Work instruction:
How many lines in the entries below contain the word "outfielder"? Answer with the number and nothing else.

Information given:
*** Block opens ***

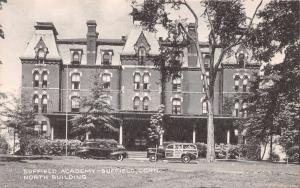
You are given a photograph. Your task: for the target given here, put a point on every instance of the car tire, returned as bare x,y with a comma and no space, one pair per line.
185,159
153,158
119,157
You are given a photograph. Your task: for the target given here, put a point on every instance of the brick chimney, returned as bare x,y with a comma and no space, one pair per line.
91,37
192,50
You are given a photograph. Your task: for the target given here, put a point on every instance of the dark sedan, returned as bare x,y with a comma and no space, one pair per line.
102,149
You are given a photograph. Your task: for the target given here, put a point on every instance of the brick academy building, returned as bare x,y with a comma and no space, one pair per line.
56,73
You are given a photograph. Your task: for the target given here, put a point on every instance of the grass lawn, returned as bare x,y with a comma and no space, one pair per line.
74,172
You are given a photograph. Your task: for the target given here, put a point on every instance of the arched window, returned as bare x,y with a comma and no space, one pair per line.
44,103
44,79
236,107
141,54
137,80
75,104
176,106
75,78
245,83
146,80
41,53
241,59
244,109
145,103
176,84
35,101
206,59
36,79
136,103
236,83
204,106
76,57
106,58
106,81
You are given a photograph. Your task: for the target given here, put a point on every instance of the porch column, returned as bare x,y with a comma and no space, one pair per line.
194,134
228,137
52,132
161,140
87,135
121,134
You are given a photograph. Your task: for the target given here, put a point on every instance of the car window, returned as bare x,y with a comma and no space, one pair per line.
178,146
189,147
102,145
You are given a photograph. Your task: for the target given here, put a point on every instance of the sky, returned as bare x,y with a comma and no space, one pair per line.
18,18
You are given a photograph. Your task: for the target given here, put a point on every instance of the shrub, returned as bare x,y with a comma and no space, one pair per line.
51,147
3,146
293,153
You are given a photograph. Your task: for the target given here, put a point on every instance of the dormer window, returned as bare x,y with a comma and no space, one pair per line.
142,54
76,56
44,79
36,79
107,57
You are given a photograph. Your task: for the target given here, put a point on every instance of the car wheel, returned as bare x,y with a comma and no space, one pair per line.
185,159
152,158
119,157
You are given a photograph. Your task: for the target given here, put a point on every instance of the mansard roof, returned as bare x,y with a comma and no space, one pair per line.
134,36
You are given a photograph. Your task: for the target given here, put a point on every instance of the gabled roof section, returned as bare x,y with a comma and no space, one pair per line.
142,41
138,36
44,35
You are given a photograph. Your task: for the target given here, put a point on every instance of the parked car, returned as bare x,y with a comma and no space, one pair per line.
102,149
184,151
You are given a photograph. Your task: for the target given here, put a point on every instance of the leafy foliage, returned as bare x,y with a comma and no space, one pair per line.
156,126
98,113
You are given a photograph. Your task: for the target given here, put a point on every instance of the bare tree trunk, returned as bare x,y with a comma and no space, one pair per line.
210,155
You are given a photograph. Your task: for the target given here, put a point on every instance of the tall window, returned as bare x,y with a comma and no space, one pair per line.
244,109
106,81
75,81
44,104
176,106
146,79
236,108
236,83
136,103
145,103
106,58
36,79
141,54
206,59
44,79
35,103
245,83
137,80
76,57
176,84
204,106
75,104
41,53
241,59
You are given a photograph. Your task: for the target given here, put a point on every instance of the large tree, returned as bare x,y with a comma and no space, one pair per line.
274,103
97,114
228,27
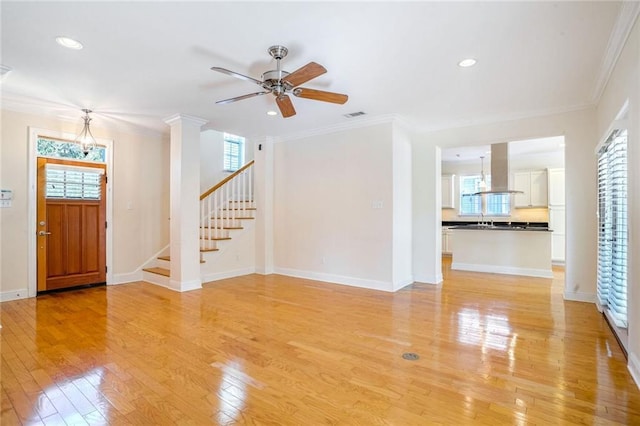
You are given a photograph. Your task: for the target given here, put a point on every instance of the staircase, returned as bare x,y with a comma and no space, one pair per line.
225,209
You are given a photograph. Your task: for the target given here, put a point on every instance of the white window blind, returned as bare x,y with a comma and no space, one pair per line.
233,152
71,182
612,227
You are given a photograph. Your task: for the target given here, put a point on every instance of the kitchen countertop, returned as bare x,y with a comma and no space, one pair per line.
489,227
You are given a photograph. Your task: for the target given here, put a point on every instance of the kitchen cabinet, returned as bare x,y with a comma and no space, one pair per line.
447,241
448,191
534,187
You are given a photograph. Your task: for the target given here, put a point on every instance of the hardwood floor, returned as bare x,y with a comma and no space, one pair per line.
493,349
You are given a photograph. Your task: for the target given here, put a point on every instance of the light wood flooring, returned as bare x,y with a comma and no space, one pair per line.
493,349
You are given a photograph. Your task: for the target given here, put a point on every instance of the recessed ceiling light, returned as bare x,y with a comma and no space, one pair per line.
69,43
469,62
4,70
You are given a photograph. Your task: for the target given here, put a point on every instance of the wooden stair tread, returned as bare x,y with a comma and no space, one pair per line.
168,258
234,218
160,271
222,227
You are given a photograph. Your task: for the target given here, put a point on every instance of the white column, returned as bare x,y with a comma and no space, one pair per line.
263,194
184,198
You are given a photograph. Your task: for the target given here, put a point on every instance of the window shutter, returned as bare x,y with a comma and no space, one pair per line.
612,227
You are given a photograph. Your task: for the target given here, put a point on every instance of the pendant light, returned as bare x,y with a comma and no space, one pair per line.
483,183
85,139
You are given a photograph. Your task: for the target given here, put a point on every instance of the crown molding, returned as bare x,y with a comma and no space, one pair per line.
627,17
502,118
189,119
357,123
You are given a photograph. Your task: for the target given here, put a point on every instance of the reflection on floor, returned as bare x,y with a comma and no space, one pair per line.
493,349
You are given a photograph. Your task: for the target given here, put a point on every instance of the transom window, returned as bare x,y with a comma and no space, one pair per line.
58,148
472,205
72,182
233,152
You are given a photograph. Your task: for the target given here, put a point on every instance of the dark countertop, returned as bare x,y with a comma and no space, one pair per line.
501,227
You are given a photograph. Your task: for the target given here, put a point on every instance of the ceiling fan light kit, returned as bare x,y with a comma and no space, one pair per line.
280,83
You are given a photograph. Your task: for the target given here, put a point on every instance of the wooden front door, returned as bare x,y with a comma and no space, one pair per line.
71,222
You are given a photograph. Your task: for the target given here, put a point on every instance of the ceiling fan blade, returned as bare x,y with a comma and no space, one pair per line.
320,95
239,98
304,74
237,75
285,105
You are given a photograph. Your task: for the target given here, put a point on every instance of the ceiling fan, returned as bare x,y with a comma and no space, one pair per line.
280,83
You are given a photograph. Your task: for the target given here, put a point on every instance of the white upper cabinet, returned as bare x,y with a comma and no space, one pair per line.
556,187
534,187
448,191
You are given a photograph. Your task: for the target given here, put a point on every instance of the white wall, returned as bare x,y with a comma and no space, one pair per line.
140,200
624,85
402,222
211,159
325,191
579,130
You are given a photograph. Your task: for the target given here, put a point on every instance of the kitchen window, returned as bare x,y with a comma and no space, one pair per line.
233,152
472,205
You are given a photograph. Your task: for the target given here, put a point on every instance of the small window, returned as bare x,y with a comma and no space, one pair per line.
471,205
233,152
57,148
71,182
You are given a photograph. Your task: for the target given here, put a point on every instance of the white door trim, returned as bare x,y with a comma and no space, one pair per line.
33,203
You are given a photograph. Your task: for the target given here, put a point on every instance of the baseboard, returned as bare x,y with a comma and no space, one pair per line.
20,293
402,283
578,296
227,274
188,285
126,278
507,270
428,279
336,279
634,368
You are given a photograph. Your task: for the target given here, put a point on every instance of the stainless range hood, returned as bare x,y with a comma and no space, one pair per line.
499,170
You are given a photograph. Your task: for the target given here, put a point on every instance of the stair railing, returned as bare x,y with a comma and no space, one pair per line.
223,203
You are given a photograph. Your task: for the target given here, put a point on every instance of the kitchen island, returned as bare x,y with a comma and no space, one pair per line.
503,250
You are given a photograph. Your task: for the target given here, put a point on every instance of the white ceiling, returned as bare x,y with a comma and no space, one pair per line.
553,146
145,61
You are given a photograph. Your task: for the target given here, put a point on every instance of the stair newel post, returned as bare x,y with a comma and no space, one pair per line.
208,225
235,198
216,213
244,193
251,185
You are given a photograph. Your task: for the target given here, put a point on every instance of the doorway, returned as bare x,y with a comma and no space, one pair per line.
71,224
74,212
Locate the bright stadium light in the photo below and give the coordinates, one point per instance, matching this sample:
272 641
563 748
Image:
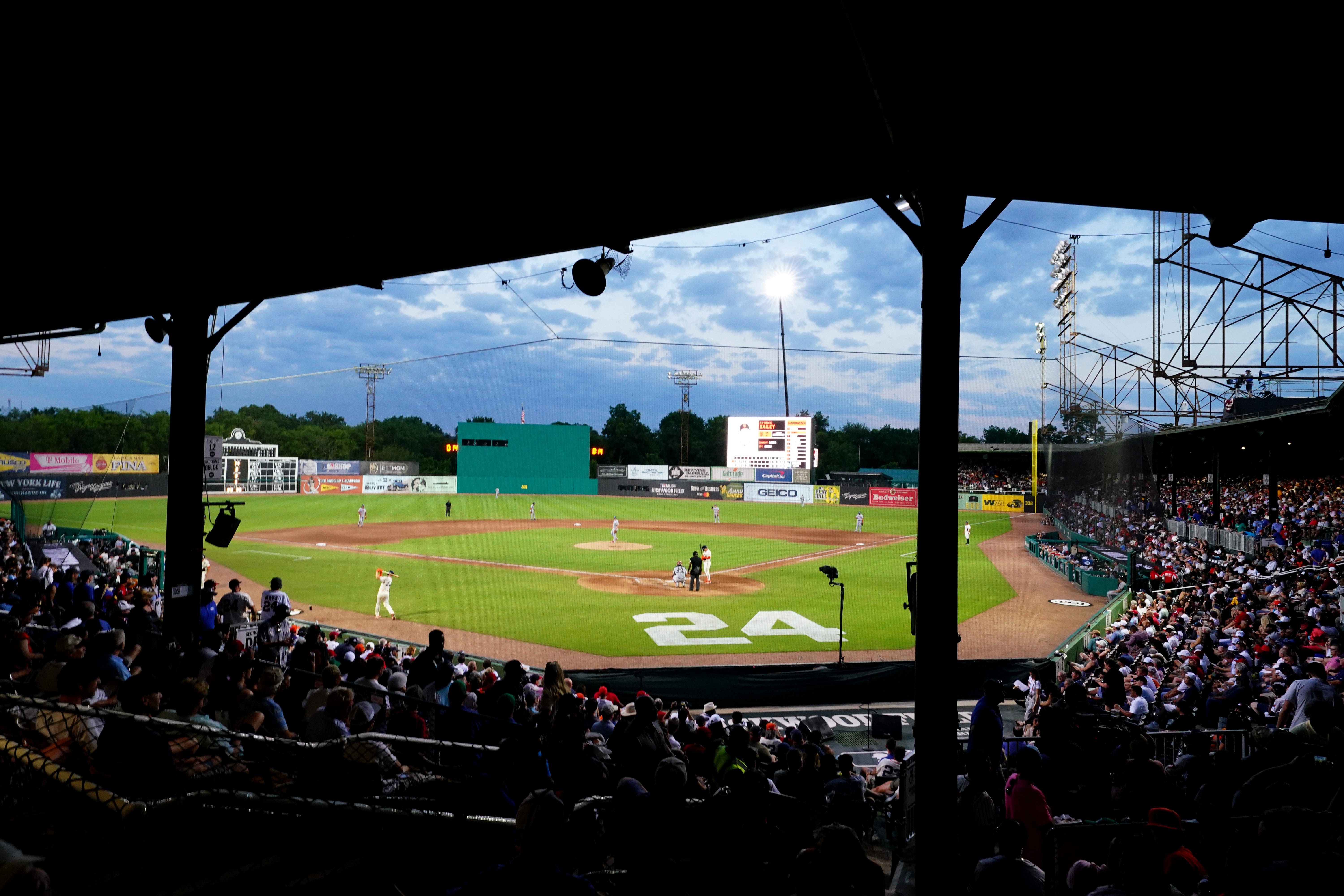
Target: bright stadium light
782 284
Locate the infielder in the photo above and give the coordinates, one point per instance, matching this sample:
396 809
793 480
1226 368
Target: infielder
385 593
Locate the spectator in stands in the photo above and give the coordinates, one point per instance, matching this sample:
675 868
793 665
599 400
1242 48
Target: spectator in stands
1009 872
333 719
1025 803
107 652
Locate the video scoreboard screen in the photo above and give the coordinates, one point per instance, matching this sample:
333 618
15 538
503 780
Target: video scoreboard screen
771 443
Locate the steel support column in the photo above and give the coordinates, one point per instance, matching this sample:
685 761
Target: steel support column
186 429
936 656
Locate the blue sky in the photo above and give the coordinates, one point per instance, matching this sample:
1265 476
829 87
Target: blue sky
857 288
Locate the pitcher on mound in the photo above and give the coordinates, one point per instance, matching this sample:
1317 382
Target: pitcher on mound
385 593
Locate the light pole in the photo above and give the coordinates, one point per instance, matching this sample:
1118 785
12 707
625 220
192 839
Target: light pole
833 574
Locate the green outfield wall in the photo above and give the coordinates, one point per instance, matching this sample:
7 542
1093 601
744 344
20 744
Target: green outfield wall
523 460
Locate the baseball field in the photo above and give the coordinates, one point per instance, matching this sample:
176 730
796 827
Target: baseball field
560 582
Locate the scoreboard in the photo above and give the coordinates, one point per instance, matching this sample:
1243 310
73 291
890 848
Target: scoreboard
771 443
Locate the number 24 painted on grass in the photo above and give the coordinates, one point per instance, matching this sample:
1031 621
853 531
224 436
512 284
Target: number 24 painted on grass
761 625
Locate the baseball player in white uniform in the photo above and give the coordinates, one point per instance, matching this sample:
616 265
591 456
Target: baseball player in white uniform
385 593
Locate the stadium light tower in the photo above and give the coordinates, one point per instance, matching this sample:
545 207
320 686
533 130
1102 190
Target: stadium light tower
1041 351
370 374
685 381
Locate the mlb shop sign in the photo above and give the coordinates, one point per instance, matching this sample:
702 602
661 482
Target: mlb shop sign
894 498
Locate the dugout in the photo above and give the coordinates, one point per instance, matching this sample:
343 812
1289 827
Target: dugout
523 460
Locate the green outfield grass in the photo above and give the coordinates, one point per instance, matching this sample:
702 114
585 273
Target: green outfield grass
554 609
554 547
143 519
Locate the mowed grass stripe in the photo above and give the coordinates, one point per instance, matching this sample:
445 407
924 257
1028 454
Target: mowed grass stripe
143 519
550 609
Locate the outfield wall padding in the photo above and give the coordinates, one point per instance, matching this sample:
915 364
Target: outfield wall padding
525 485
794 686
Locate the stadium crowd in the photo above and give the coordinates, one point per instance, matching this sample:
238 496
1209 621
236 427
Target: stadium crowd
99 684
987 477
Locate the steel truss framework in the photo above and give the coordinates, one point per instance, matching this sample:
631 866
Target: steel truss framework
1280 319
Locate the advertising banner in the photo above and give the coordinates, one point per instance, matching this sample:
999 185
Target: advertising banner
388 484
54 463
894 498
854 495
126 463
693 473
122 487
1002 503
28 488
330 468
390 468
14 463
435 484
718 491
331 484
779 493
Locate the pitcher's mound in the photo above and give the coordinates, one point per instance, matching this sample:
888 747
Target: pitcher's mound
661 585
614 546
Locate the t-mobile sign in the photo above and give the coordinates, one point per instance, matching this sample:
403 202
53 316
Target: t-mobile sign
894 498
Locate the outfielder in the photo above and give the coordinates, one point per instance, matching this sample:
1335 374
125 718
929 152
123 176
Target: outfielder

*** Block closes ***

Exercise output:
2